• [Directions for this task]:
Go through the listing below from the line containing "[spot] the helicopter" to its last line, retyping each line exactly and nothing else.

• [Dataset extract]:
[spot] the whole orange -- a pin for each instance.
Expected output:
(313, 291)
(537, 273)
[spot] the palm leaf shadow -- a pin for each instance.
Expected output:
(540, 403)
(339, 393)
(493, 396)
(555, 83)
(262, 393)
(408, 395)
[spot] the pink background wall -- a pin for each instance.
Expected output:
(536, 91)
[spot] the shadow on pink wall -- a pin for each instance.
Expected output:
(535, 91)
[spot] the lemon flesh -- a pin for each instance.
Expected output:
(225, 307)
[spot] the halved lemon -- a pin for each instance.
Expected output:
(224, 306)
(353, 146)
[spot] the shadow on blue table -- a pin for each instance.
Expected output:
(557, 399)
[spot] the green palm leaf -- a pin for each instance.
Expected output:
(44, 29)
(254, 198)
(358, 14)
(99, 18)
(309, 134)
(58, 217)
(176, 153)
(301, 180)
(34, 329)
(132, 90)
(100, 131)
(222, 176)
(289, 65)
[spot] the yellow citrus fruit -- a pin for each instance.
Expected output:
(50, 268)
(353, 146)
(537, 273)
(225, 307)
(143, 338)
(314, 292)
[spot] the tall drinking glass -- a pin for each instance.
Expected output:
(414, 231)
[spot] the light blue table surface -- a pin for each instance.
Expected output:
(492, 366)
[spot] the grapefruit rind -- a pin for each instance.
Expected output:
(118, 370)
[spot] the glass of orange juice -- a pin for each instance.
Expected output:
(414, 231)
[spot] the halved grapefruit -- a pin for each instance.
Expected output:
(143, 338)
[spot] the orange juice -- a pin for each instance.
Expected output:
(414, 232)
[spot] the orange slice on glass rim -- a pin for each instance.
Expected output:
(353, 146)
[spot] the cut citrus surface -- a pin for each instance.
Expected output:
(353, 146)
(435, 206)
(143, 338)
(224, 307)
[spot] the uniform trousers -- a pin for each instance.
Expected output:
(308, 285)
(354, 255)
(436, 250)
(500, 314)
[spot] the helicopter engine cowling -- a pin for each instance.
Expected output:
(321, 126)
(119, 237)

• [Output for this exercise]:
[spot] the helicopter engine cowling -- a pin for each instance.
Expected output:
(321, 126)
(119, 237)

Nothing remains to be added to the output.